Dataset excerpts on pointing to objects
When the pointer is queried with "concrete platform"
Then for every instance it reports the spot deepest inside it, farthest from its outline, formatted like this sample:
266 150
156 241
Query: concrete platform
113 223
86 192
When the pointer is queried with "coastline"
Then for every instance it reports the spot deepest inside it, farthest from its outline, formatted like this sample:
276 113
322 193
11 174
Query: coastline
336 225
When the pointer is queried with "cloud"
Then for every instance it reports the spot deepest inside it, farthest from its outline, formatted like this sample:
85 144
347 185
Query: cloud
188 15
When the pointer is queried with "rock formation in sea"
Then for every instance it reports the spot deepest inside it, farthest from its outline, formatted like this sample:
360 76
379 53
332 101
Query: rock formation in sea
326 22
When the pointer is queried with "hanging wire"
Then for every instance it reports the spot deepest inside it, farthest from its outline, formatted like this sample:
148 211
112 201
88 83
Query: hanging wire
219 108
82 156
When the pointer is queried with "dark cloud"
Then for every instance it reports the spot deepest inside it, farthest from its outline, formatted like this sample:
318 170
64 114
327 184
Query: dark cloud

» **PROBLEM DESCRIPTION**: Could you pull out every row above and reproduce each of its lines unchanged?

» **COMPLETE RESPONSE**:
When the pointer is queried with "concrete platform"
Then for every instance it reports the spot deepest inside it, farthest from its outline, formatted like this sample:
266 150
156 241
Query: concrete platform
113 223
86 192
When the pointer is queried with "coastline"
Then for every instance it reports the spot deepest inside it, farthest from its outline, formatted like this sample:
276 113
322 193
11 174
Query: coastline
336 225
When the pointer is queried with "cloud"
Then for every instance it reports the spot deepest inside it, farthest from its outline, formatted like this sample:
85 144
347 185
Query: cloud
188 15
When the pointer is queried with "rock formation in sea"
Then for every instance it reports the spot deepest inside it, farthest from its outline, formatted like this sample:
360 76
379 53
332 101
Query: rock formation in sea
326 22
When the pointer is queried with "hanging wire"
Then for every instance it reports the spot deepest inside it, farthest from its outline, formatted like this sample:
148 211
112 201
88 83
Query: hanging wire
219 108
82 156
When the pointer is queried with "dark cloud"
Then for every instance it reports the spot deepest inside it, farthest from its outline, formatted like this sample:
318 170
64 114
327 184
Query: dark cloud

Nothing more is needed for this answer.